### Extracted information

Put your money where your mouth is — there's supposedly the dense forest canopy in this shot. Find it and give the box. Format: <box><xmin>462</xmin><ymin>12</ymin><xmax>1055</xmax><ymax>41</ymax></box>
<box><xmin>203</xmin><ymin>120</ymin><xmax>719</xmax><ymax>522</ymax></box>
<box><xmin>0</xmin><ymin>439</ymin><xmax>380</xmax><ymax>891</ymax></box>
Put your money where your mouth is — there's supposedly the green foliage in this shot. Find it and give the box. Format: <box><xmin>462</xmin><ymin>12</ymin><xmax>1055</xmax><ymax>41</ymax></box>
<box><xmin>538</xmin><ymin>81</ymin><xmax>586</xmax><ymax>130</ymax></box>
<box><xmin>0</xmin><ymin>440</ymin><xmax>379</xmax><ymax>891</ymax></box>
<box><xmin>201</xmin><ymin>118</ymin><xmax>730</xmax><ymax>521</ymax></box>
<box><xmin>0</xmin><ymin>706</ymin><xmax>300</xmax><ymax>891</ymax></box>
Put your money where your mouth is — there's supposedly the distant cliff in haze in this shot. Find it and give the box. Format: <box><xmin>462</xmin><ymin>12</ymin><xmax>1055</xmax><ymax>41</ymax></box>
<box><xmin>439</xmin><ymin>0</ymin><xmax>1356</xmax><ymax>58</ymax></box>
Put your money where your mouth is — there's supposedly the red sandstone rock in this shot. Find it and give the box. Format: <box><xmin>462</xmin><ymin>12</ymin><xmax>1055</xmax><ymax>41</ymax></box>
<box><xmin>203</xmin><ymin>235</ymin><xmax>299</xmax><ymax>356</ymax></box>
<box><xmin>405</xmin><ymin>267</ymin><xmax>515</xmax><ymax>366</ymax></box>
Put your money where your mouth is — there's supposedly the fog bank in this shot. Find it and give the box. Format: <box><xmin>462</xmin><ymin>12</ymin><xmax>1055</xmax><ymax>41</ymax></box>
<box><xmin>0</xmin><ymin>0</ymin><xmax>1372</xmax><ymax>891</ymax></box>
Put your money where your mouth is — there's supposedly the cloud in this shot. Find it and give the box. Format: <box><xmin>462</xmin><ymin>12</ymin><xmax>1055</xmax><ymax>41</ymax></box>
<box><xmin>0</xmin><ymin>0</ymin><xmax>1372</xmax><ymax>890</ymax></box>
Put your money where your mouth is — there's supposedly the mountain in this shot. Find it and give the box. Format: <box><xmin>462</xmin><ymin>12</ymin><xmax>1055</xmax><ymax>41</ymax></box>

######

To do:
Rescale the material from the line with "supposedly the fog" through the end of the material, writing out every line again, requests included. Multiply each bounding-box coordinate in the answers by 0.35 and round to whole numbers, halves up, leaving the requests and their format samples unchanged.

Answer to this exercise:
Put your money where your mouth is — there's supposedly the fog bank in this shot. Find it and give the box. Format: <box><xmin>462</xmin><ymin>12</ymin><xmax>1055</xmax><ymax>41</ymax></box>
<box><xmin>0</xmin><ymin>0</ymin><xmax>480</xmax><ymax>312</ymax></box>
Put your money where your mouth is — there's supposedly the cloud in this shot. Find it and give the box. Format: <box><xmin>462</xmin><ymin>12</ymin><xmax>1055</xmax><ymax>41</ymax></box>
<box><xmin>0</xmin><ymin>0</ymin><xmax>480</xmax><ymax>312</ymax></box>
Put your money where your mouth is — there's supposedly the mountain in this shot. Find it and give the box. Format: <box><xmin>462</xmin><ymin>12</ymin><xmax>1055</xmax><ymax>41</ymax></box>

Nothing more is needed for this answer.